## INPUT RECORDS
--------------------------------------------------

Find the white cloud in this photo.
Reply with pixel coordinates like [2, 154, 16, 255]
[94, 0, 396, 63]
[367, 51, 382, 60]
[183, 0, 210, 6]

--------------------------------------------------

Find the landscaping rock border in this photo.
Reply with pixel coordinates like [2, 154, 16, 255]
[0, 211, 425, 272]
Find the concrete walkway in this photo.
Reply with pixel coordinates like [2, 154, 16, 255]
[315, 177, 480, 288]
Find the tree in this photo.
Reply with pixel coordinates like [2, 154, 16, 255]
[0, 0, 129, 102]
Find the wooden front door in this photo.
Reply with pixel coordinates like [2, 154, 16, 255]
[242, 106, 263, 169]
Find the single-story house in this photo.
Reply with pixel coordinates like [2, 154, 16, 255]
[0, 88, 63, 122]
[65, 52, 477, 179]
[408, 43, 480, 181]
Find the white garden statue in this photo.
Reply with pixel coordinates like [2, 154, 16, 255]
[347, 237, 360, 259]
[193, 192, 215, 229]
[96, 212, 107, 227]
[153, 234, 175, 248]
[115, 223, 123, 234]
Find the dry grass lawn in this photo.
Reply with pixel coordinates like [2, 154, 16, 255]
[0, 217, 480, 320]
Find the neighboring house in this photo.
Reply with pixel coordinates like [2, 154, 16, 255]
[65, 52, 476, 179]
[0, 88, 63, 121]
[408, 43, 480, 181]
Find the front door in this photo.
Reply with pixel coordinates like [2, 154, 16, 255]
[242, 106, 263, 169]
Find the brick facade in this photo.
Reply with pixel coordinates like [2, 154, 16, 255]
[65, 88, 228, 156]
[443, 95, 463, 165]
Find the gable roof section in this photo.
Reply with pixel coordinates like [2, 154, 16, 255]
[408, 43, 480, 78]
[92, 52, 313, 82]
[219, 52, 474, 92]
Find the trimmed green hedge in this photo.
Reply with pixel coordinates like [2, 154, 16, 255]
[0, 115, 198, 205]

--------------------------------------------------

## WRITTEN TASK
Reproduce the listing above starting at the line containing "Find the front door in this photo." and ending at the line containing "[0, 115, 198, 205]", both included and with the requests kept, multiplying every bounding-box coordinate in the answers by 1.85 and rounding to whole numbers, halves up. Leave the numbers in the requests and their format samples unchanged.

## EXERCISE OUTPUT
Find the front door in this photo.
Reply with pixel coordinates like [2, 154, 16, 255]
[448, 196, 487, 313]
Find the brick facade in this photo.
Reply with pixel coordinates like [2, 154, 16, 255]
[120, 163, 422, 289]
[820, 176, 857, 305]
Find the gable roof section in this photo.
Reply with pixel coordinates like [2, 154, 16, 255]
[755, 80, 888, 144]
[170, 96, 579, 152]
[405, 96, 877, 170]
Find the trimmed green hedge in this photo.
Reply with pixel coordinates like [2, 154, 16, 255]
[0, 213, 366, 379]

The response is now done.